- [Excerpted text]:

Calpine seeks site permit for 345-MW expansion of Mankato plant in Minnesota

The Mankato Energy Center II LLC subsidiary of Calpine Corp. (NYSE: CPN) on Aug. 5 filed an application with the Minnesota Public Utilities Commission for a site permit on a 345-MW expansion of its existing Mankato Energy Center.

On Feb. 5, the commission approved the Northern States Power unit of Xcel Energy (NYSE: XEL) to buy power from this expansion under a long-term contract.

The Mankato Energy Center received a site permit in 2004 for a primarily natural gas-fired combined cycle facility in Blue Earth County, Minn. The facility was permitted to consist of two combined-cycle power trains, one steam generator and other ancillary equipment. Each combined cycle power train was to include a combustion turbine generator (CTG) and one heat recovery steam generator (HRSG). The Mankato Energy Center commenced operations in 2006 with only one combined cycle power train.

- [Given problem 1]: Switch "combustion turbine generator" to "gas turbine generator" in the Mankato plant article, and give everything from "The Mankato Energy Center II" down to "cycle power train." again with that change.
- [Given problem 2]: Carry on with the article about Calpine's Mankato expansion, starting after its last sentence.

- [Data extract]:
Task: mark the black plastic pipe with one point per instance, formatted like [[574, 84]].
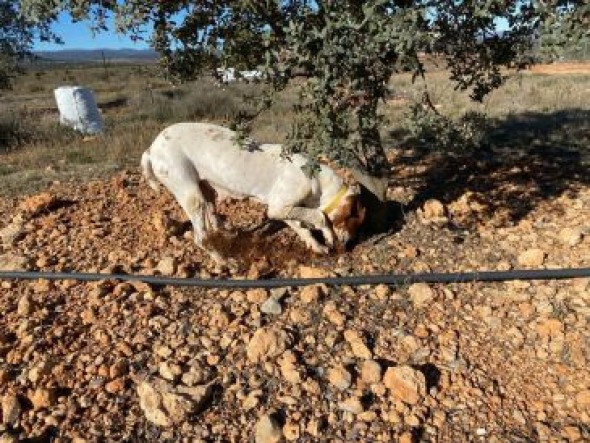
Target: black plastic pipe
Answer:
[[387, 279]]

- [Task response 1]:
The Mankato Energy Center II LLC subsidiary of Calpine Corp. (NYSE: CPN) on Aug. 5 filed an application with the Minnesota Public Utilities Commission for a site permit on a 345-MW expansion of its existing Mankato Energy Center.

On Feb. 5, the commission approved the Northern States Power unit of Xcel Energy (NYSE: XEL) to buy power from this expansion under a long-term contract.

The Mankato Energy Center received a site permit in 2004 for a primarily natural gas-fired combined cycle facility in Blue Earth County, Minn. The facility was permitted to consist of two combined-cycle power trains, one steam generator and other ancillary equipment. Each combined cycle power train was to include a gas turbine generator (CTG) and one heat recovery steam generator (HRSG). The Mankato Energy Center commenced operations in 2006 with only one combined cycle power train.

- [Task response 2]:
The Mankato Energy Center, as it exists today, consists of equipment and land owned by Mankato Energy Center I LLC and operated by Calpine Operating Services Co. Inc. (both subsidiaries of Calpine Corp.). The existing facility is capable of producing 375 MW under winter conditions through the combustion of natural gas, or fuel oil for a limited number of hours. It accesses the grid via Northern States Power’s Wilmarth Substation. Under the current power purchase agreement, Northern States Power provides needed natural gas through a pipeline owned by Calpine Natural Gas and supplied by Northern Natural Gas.

The additional equipment required to complete construction of the Mankato Energy Center will be owned by Mankato Energy Center II and will be operated by Calpine Operating Services. “The Expansion Project is capable of producing 345 MW under winter conditions through the combustion of natural gas only (fuel oil cannot be burned in the Expansion Project turbine),” said the application. “The existing offsite infrastructure installed for the Existing Facility (i.e. electrical transmission, gas, water) will be used and is of sufficient capacity to operate the Expansion Project. No upgrades to this offsite infrastructure will affect public use. Air emissions will be permitted via modification of the Total Operating Permit.”

This expansion will bring total capacity to 720 MW (winter)

The total generating capacity of the combined facility will be 720 MW at winter conditions in a configuration that provides a large efficiency advantage over a conventional simple-cycle plant, the application noted. The combined facility is anticipated to be complete and operational by June 1, 2018.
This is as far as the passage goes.